Material provided
-------------------------
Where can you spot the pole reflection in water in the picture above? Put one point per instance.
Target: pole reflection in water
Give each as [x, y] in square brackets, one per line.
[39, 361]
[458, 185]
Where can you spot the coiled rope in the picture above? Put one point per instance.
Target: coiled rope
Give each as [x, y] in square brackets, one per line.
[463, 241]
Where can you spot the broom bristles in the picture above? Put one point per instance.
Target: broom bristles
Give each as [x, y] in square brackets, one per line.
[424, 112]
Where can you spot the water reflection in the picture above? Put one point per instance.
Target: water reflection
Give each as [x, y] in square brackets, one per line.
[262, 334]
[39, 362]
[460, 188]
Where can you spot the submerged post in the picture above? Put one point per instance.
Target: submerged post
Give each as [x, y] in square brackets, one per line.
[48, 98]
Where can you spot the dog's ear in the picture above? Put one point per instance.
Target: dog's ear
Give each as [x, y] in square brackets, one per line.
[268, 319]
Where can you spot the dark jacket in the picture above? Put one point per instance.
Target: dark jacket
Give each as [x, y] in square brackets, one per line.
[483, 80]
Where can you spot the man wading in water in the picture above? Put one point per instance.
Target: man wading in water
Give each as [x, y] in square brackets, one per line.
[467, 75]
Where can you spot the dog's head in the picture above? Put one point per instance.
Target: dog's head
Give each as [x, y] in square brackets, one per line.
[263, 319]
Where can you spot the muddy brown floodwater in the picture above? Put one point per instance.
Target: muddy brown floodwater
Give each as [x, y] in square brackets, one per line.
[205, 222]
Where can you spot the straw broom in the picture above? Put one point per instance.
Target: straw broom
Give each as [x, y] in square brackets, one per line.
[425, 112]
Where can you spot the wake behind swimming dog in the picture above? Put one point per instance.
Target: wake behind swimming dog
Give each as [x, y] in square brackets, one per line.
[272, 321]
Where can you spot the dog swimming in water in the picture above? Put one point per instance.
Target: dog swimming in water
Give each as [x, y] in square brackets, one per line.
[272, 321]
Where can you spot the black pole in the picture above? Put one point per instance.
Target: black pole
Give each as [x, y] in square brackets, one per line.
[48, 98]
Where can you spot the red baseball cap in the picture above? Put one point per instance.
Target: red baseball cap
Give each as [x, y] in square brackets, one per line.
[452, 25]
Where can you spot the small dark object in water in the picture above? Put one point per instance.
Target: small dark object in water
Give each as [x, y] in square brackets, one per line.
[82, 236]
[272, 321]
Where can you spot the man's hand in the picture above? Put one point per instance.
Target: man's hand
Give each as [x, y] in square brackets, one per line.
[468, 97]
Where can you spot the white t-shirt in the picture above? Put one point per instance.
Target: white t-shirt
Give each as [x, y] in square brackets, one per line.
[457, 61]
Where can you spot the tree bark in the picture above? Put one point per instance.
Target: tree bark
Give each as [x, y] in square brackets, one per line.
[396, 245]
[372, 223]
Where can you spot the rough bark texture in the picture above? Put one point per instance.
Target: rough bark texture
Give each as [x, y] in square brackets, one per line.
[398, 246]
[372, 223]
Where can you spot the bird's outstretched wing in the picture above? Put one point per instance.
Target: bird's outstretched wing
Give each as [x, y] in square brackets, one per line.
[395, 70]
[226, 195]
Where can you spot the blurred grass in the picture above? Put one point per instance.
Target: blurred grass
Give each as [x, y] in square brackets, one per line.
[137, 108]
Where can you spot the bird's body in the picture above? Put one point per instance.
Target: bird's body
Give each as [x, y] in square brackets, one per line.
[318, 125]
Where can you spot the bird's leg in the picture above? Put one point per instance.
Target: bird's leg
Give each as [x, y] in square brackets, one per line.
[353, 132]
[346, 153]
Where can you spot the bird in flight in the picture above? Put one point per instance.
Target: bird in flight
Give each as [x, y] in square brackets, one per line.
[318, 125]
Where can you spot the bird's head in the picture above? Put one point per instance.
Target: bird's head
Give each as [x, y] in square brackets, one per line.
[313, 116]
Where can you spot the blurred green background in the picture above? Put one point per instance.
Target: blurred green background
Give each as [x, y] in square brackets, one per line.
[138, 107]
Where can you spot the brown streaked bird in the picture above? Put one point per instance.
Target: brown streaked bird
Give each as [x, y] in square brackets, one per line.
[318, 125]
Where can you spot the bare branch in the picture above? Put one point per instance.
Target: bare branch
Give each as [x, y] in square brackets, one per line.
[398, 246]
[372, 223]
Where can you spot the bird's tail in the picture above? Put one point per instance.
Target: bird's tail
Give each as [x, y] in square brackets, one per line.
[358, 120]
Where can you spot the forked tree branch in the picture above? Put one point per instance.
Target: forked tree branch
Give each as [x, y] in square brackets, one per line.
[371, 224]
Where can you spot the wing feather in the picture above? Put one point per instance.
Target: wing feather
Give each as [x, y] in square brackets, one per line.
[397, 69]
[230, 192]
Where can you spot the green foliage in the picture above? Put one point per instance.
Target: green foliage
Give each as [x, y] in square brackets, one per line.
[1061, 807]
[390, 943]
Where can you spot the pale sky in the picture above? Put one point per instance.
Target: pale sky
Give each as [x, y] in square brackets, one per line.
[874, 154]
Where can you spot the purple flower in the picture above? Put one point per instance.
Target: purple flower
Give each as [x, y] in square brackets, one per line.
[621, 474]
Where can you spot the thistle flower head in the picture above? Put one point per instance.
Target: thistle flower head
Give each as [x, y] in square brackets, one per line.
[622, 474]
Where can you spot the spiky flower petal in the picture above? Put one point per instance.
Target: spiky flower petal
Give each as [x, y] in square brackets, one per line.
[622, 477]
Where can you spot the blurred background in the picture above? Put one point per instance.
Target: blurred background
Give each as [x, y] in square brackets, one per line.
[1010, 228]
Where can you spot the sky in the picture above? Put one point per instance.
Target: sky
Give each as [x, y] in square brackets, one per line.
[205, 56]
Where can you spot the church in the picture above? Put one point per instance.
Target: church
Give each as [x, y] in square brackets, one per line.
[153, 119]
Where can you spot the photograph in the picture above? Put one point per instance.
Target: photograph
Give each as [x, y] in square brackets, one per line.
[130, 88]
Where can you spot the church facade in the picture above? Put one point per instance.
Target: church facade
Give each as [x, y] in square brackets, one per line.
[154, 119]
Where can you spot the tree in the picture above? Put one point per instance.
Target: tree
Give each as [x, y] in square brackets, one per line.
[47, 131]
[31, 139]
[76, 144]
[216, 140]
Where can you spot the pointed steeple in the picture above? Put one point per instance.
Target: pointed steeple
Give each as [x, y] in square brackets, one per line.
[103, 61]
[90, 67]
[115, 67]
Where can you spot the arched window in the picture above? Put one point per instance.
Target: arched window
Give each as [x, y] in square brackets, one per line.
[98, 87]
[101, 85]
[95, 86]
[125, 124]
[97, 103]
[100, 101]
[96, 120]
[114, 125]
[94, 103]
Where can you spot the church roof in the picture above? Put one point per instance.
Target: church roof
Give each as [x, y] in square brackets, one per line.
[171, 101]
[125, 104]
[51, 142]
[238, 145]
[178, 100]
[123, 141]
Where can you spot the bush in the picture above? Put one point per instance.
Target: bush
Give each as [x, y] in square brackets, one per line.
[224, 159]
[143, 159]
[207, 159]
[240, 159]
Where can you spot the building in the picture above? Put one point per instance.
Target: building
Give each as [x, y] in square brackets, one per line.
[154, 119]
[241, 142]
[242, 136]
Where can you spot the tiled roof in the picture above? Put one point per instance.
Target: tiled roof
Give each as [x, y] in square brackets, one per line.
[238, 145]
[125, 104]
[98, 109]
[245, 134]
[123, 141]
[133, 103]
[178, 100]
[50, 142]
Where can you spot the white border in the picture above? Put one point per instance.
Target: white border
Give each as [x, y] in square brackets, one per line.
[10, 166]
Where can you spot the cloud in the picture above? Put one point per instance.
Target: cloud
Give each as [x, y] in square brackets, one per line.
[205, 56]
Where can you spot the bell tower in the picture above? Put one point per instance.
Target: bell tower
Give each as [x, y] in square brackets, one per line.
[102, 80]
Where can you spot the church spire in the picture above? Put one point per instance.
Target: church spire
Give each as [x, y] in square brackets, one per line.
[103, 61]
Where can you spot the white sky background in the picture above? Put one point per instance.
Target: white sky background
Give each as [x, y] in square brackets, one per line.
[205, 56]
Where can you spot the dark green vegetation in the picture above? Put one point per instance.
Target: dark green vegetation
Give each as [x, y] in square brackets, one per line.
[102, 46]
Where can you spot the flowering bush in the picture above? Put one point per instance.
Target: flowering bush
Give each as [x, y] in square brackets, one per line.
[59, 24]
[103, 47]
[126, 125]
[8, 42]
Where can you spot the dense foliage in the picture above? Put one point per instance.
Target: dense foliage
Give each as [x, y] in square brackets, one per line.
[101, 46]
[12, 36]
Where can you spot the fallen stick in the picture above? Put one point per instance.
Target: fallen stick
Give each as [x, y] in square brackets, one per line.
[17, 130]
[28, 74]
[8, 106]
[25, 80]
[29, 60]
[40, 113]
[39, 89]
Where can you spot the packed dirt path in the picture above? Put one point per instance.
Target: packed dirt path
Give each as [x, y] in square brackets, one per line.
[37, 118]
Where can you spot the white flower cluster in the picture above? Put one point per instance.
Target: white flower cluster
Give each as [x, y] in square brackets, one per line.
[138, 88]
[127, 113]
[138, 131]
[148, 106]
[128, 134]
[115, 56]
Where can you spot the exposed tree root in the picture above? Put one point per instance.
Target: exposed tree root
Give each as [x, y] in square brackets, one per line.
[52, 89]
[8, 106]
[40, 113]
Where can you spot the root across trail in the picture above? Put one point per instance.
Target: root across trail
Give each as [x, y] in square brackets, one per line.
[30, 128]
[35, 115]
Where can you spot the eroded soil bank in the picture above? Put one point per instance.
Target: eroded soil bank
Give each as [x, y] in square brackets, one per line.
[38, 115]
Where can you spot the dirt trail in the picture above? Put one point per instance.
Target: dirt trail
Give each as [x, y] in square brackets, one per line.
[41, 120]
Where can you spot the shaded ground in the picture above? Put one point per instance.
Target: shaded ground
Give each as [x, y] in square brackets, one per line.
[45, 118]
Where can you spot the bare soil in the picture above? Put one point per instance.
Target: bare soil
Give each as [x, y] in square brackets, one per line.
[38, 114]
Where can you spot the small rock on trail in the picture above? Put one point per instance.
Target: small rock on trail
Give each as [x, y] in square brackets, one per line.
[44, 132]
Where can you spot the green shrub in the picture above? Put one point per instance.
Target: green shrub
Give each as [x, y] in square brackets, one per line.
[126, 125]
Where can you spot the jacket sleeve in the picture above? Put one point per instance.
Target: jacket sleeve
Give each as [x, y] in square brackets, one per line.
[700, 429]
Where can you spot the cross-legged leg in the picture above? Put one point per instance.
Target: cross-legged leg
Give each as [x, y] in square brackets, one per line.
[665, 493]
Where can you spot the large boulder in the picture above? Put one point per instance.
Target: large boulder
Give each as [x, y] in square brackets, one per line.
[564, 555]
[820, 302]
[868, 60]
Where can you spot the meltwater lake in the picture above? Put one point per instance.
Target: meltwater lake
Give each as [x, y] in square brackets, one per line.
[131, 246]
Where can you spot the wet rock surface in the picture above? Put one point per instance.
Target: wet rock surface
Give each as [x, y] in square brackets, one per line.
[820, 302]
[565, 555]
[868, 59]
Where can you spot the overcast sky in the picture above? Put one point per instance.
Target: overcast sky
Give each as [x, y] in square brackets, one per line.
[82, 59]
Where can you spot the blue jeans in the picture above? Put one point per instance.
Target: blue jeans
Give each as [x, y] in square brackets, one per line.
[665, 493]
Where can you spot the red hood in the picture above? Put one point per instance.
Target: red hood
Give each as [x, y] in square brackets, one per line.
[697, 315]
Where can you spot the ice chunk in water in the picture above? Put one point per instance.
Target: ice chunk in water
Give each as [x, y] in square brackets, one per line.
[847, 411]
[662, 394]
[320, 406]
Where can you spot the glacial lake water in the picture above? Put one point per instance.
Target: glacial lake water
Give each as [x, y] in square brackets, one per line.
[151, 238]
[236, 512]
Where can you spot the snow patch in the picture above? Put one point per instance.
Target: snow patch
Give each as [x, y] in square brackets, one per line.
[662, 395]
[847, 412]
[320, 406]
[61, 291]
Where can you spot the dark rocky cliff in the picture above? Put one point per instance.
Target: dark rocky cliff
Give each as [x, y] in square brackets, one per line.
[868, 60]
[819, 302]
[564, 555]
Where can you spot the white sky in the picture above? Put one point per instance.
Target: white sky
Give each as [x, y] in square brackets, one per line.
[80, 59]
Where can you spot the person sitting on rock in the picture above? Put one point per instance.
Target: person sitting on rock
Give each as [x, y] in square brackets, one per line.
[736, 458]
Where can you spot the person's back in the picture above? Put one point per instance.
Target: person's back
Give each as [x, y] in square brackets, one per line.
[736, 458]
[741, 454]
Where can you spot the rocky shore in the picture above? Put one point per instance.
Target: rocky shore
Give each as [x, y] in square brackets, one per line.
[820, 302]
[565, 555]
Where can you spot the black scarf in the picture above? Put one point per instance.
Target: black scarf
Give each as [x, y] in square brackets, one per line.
-------------------------
Aim
Rewrite the entries from the line that contains "Where can you spot the glacial" through the end of the entries, inclusive, changing "rocky" to "stony" and leaving everything else unchanged.

Task result
Where can you spot the glacial lake water in the picture above? Put one point per instance.
Target: glacial lake water
Give each as [x, y] in square brackets, one per line.
[151, 238]
[236, 512]
Where can you spot the snow patch in the picture above? Put one point per instance.
Target: snow patch
Give each as [x, y] in square brackets, one per line.
[662, 395]
[847, 412]
[320, 406]
[61, 291]
Where can you spot the dark stony cliff in the picture above? Put one point per instance.
Target: dark stony cliff
Give each as [x, y] in square brackets, one per line.
[868, 60]
[819, 302]
[564, 555]
Where can you spot the white sky in the picture above? Put one point per instance.
Target: white sky
Give each as [x, y] in square brackets, one per line.
[80, 59]
Where can you spot the person sitting on rock in the picture above? Put one point per instance.
Target: person sitting on rock
Give each as [x, y] in square brackets, one per line.
[736, 458]
Where can you spot the person's back in the picture above? Put one point per instance.
Target: person's back
Give each as [x, y] in square brackets, one per line.
[736, 458]
[741, 454]
Where can you spot the stony shore in the picture above? Put one point per instance.
Target: stony shore
Give each as [x, y] in square brackets, one per line.
[820, 302]
[565, 555]
Where can you spot the black scarf in the picture above? Put one point per instance.
Target: black scarf
Give each as [x, y] in square brackets, one per line.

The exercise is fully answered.